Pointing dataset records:
########################################

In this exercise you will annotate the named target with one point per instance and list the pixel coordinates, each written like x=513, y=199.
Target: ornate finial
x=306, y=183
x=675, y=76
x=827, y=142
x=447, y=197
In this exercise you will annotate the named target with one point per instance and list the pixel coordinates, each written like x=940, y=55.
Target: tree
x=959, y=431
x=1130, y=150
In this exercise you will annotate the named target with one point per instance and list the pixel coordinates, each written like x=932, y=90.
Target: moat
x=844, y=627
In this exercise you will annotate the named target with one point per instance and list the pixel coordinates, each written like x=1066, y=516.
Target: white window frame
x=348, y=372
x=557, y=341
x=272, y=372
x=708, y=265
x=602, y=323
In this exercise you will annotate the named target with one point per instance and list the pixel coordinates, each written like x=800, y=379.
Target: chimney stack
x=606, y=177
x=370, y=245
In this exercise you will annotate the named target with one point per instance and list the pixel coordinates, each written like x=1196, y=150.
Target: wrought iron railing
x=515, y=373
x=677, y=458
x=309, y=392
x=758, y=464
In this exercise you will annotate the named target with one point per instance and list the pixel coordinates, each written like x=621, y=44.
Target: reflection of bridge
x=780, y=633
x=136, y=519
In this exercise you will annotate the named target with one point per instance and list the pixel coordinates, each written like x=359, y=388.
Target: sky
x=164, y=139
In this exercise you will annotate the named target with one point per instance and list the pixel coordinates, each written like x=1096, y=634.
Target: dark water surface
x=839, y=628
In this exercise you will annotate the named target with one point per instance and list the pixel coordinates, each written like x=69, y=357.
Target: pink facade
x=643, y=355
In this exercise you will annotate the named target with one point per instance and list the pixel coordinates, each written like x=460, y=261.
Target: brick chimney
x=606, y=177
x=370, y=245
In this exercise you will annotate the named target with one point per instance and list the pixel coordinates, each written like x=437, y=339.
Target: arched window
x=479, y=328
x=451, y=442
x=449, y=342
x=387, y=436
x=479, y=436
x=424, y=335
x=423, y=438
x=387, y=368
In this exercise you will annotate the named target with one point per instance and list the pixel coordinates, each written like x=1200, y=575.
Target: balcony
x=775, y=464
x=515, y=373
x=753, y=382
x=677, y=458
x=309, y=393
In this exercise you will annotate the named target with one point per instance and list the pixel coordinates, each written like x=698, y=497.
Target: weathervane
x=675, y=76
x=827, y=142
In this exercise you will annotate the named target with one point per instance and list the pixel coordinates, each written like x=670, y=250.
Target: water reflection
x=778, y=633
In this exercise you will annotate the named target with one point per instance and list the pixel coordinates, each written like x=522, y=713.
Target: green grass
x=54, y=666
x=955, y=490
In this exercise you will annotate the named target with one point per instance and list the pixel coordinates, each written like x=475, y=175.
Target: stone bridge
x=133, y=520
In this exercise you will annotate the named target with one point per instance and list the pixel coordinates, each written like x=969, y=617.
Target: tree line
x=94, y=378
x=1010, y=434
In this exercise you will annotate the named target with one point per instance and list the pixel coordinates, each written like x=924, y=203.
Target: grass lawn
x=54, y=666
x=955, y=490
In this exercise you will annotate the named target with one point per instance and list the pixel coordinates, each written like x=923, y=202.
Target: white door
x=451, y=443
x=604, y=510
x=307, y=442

########################################

● **WHAT THIS TASK INVOLVES**
Locate "like x=670, y=250." in the material, then quote the line that contains it and all lines after it through the final one.

● **EXERCISE ANSWER**
In this exercise you will annotate the named target with one point per instance and list the pixel coordinates, each written like x=670, y=250.
Target: water reflection
x=778, y=633
In this exercise you will annotate the named target with one point per instance and list the pixel coordinates, each written like x=522, y=713.
Target: green grass
x=54, y=666
x=955, y=490
In this exercise you will annotate the named target with one point per instance and list the pixel coordinates, each written like x=475, y=175.
Target: stone bridge
x=133, y=520
In this exercise you will annotate the named target with one point per instance and list the pixel coordinates, each written like x=969, y=617.
Target: tree line
x=94, y=378
x=1010, y=434
In this exercise you will annotate the named target with one point per instance and list the pixel coordinates, each written like x=924, y=203.
Target: grass lawn
x=54, y=666
x=955, y=490
In this exercise you will annotate the named target with one point per instance and list the pixel coordinates, each written like x=923, y=202.
Target: white door
x=451, y=443
x=604, y=510
x=307, y=442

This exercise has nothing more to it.